Exercise input Start Marker

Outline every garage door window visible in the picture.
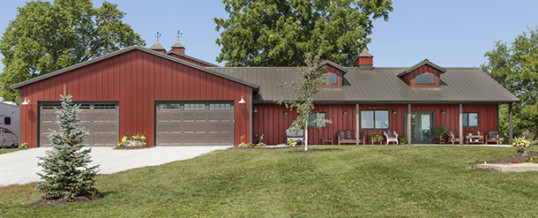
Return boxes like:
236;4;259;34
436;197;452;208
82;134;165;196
185;104;205;110
94;104;116;109
159;104;181;109
210;104;231;110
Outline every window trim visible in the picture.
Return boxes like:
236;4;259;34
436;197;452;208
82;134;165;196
360;110;390;130
307;112;327;128
462;112;479;127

Exercise input End Marker

Reproduce all lines above exactly. Leave the images out.

> _Response to this task_
Outline every garage door window visible in the picture.
Return boxes like:
236;4;259;34
436;197;452;208
82;134;165;196
185;104;205;110
94;104;116;109
159;104;181;109
210;104;231;110
Outline every window trim visible in the picture.
Return boxes like:
236;4;259;34
436;197;452;208
82;134;165;196
360;110;390;130
307;112;327;128
462;112;479;127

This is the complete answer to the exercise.